(GIVEN PASSAGE):
Start of Block

Members of the β1 integrin family are the predominant mediators of lymphocyte cell adhesion to extracellular components such as fibronectin [11]. The surface expression of β1 integrin on GMFG-KD cells was increased by 61% compared with control cells (Figure 5A). Both α4β1 and α5β1 integrins have been shown to contribute to lymphocyte fibronectin binding. There was a 66% increase in α5 integrin levels in GMFG-KD cells. In contrast, the levels of the α4 subunit were unaffected in the GMFG-KD cells. These results indicated that the loss of GMFG was associated with altered β1and α5 expression levels and patterns.

Figure 5
figure 5

(A) The effects of GMFG knockdown on CCRF-CEM T cell integrin expression levels and functional activities. A) The levels of β1, α4 and α5 integrin expression were determined by flow cytometry for a non-silencing control and GMFG knockdown cells (representative example of 3 experiments). B) The effects of a control (HSA), or adhesion blocking antibodies to integrin on the adhesion of control and GMFG knockdown cells to fibronectin. C) The effects of an RGD containing peptide on the adhesion of non-silencing and GMFG knockdown cells to fibronectin. In the absence of peptide, the number of adherent GMFG knockdown cells was 91% higher than control cells ( p < 0.001). The RGD peptide did not have any significant effect on the adherence of non-silencing control cells. Data is shown for cell lines created from CCRF-CEM T cells and is representative of two separate experiments. D) The effects of GMFG knockdown on the expression levels of the high-affinity binding conformation of β1 integrin. The control and GMFG-KD cells were stained with HUTS-1. HUTS-1 staining was greater in knockdown cells (grey and dotted lines) than in comparable non-silencing control cells (black line). Data is representative of two separate experiments.

The contributions of integrins to the adhesive changes were examined using adhesion blocking antibodies specific for the β1 (3S3) and α5 (JBS5) subunits. Treatment with 3S3 (reduced the adhesion of all three cell lines to less than 10% of the input cells suggesting that β1 integrins are responsible for the bulk of the adhesion of these cells to fibronectin (Figure 5B). In contrast JBS5 appeared to only inhibit the increased level of adhesion found in the GMFG-KD cells implying that the elevated adhesion of these cells to fibronectin was mediated by α5β1.

The α5β1 integrin binds specifically to an RGD motif within fibronectin [12, 13] and this interaction can be inhibited with synthetic peptides containing the RGD sequence. The addition of RGD peptide to cell suspensions of a CCRF-CEM GMFG-KD line reduced the fibronectin adhesion of these cells to levels comparable to those of control non-silencing cells (Figure 5C). Similar results were obtained for a Jurkat GMFG-KD line (not shown). Interestingly, RGD had no discernible effect on the binding of control cells to fibronectin. These data further support the conclusion that the increased adhesion of GMFG-KD cells is due to an increase in the levels of functional α5β1 integrin on the surface of these cells.

End of Block

(ENTRIES PROVIDED):
Start of Block

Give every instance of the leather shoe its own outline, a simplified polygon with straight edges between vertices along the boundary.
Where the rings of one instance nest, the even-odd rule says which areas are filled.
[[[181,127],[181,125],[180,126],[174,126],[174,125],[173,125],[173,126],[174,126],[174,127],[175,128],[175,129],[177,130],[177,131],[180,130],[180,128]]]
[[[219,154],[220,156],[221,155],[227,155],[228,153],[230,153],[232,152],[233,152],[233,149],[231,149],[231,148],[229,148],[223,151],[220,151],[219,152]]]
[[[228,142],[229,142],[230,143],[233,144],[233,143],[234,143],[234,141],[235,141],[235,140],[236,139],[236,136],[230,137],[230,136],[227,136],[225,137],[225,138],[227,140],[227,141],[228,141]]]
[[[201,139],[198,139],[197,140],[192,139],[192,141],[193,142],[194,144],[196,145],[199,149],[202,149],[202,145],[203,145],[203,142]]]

End of Block

(WORK TO BE COMPLETED): Rewrite the paragraph of the integrin passage that begins "Members of the β1 integrin family" as a short bulleted list that keeps its main facts.

(RESPONSE TO THIS TASK):
- β1 integrins are the main mediators of lymphocyte adhesion to extracellular components such as fibronectin.
- GMFG-KD cells showed 61% more surface β1 integrin than control cells.
- Both α4β1 and α5β1 integrins contribute to lymphocyte binding to fibronectin.
- α5 integrin levels rose by 66% in GMFG-KD cells, while α4 levels were unchanged.
- Loss of GMFG was therefore associated with altered β1 and α5 expression levels and patterns.